• Work to do:
Show every line in the rows that contains the word "does".

• Entries supplied:

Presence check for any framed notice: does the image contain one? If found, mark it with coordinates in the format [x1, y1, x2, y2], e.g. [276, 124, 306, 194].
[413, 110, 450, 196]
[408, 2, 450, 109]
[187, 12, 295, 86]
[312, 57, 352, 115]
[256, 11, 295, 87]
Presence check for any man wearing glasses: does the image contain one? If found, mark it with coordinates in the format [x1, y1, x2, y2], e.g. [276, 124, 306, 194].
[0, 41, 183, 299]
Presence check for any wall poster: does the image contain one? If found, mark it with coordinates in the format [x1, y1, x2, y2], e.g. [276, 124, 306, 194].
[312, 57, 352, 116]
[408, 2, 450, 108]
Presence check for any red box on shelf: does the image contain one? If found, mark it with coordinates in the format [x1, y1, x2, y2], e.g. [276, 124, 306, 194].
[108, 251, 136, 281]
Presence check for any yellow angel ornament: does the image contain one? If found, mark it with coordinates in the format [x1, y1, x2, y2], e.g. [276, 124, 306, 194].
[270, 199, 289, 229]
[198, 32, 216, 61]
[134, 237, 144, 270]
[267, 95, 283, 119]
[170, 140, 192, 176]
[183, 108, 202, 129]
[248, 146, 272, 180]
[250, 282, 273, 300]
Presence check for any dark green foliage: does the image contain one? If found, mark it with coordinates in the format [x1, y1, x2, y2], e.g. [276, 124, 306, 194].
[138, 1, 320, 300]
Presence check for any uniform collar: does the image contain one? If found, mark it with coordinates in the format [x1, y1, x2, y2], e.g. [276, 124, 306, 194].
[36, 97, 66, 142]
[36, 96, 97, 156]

• Solution to the problem:
Presence check for any framed notice: does the image contain one? If found, mark it with coordinates in the format [x1, y1, x2, y2], e.g. [276, 124, 306, 194].
Presence check for any man wearing glasses: does the image contain one? If found, mark it with coordinates in the format [x1, y1, x2, y2], e.g. [276, 124, 306, 194].
Presence check for any wall poster: does the image contain one? If found, mark it with coordinates in the format [x1, y1, x2, y2], e.g. [276, 124, 306, 194].
Presence check for any red box on shelf: does the image contain one? If found, mark it with coordinates in the format [x1, y1, x2, y2], e.g. [276, 124, 306, 194].
Presence check for any yellow angel ornament: does the image contain one? If found, mark it with coordinates in the format [x1, y1, x2, y2], e.g. [276, 124, 306, 194].
Presence check for any dark green foliage: does the image contain one? If found, mark it with coordinates in the format [x1, y1, x2, y2], e.g. [276, 124, 306, 194].
Presence check for any uniform collar: does the image contain one? If found, mark it with coordinates in the format [x1, y1, x2, y2], e.g. [276, 124, 306, 194].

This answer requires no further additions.